# Medlers motors..Norfolk.



## Mikeymutt (Nov 20, 2017)

I have lost count how many times I have been here.being on my doorstep it's a place I often pop too for a wander.medlers was well known in Norfolk as a scrapyard.it was one of the largest in the country.and at its peak mr medlers had thousands of cars in acres of woodland.they reckon as you drove down the drive there was loads of old cars from the twenties and thirties.my step father used the place regularly.and said he was a hard man to deal with.and told me of tricks off going in to by a part and putting another part in there pocket.with the decline of scrap parts for cars and the passing away of mr medler the yard shut.rumour has it he use to store all the cash in his house.the council ordered a clear up of the land on the grounds of environmental reasons,crews were working seven days a week for weeks on end.i often visit the woods here to photograph landscapes too.medlers family still run a brick company and there is a close in the village named after him.there is still quite a lot to see with a few old classics hid up.i always find something new.this time I spotted the tyre in the tree for the first time.this is from two visits.one earlier in the summer and one with the girlfriend who loves cars and mr bones and Maxine


----------



## smiler (Nov 20, 2017)

I liked that, especially the cart, Nice One Mikey Thanks


----------



## Sam Haltin (Nov 20, 2017)

There's still a few ancient derelict motors lying around. I like the cart as well. But a shame for the Reliant Robin.


----------



## mookster (Nov 20, 2017)

Such an incredible place.

To have seen it in it's heyday would have been a dream of mine.


----------



## Brewtal (Nov 20, 2017)

Lovely take on this place mate. Every time I see a set of pics from here there is always something new that I haven’t seen before. I bet you could spend days here!


----------



## stu8fish (Nov 20, 2017)

Lovely. Great report.


----------



## HughieD (Nov 21, 2017)

It's like the wooded equivalent if RAF Folkingham. Almost. Fab set mate.


----------



## smiler (Nov 21, 2017)

Showed this to my older brother (stop laughing Rubex) and he spotted an A40 Somerset amongst the scrap and he thinks the autocycle is a BSA Dandy, DS might be able to confirm or correct.


----------



## Dirus_Strictus (Nov 21, 2017)

Saved entries:
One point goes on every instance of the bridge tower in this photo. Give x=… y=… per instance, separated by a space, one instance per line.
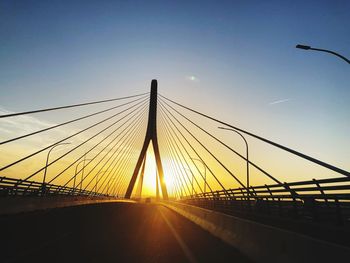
x=151 y=135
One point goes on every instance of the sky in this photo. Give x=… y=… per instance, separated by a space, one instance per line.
x=231 y=59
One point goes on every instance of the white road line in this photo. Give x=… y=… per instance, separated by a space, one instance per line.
x=182 y=244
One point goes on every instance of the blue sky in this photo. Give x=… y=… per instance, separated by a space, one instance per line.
x=231 y=59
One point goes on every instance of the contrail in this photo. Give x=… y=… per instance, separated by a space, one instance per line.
x=279 y=101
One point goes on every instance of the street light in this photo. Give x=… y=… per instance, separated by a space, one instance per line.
x=247 y=151
x=76 y=171
x=305 y=47
x=205 y=172
x=47 y=162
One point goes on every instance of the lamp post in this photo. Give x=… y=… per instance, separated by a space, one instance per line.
x=205 y=172
x=305 y=47
x=247 y=151
x=76 y=171
x=47 y=162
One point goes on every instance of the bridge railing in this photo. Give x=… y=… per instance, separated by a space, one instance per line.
x=18 y=187
x=323 y=201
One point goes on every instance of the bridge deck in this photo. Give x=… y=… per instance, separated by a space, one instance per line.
x=109 y=232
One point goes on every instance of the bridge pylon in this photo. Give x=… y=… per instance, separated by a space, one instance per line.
x=151 y=135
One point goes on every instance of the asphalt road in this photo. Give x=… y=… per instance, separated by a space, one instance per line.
x=110 y=232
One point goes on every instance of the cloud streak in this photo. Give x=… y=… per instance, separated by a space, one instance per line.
x=278 y=101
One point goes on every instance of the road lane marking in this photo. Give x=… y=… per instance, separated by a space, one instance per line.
x=178 y=238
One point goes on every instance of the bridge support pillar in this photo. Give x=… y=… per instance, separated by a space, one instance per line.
x=151 y=135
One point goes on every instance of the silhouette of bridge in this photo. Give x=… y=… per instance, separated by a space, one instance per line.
x=105 y=158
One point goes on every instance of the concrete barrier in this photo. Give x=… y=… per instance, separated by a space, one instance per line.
x=12 y=205
x=262 y=243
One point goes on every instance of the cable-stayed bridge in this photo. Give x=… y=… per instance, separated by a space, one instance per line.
x=100 y=153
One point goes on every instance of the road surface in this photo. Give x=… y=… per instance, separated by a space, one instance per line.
x=109 y=232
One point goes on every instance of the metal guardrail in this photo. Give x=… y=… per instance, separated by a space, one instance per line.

▸ **PROBLEM TO SOLVE**: In the thread about Medlers, what did Mikeymutt notice for the first time on this visit? The data isn't needed here.

▸ **FINAL RESULT**: The tyre in the tree.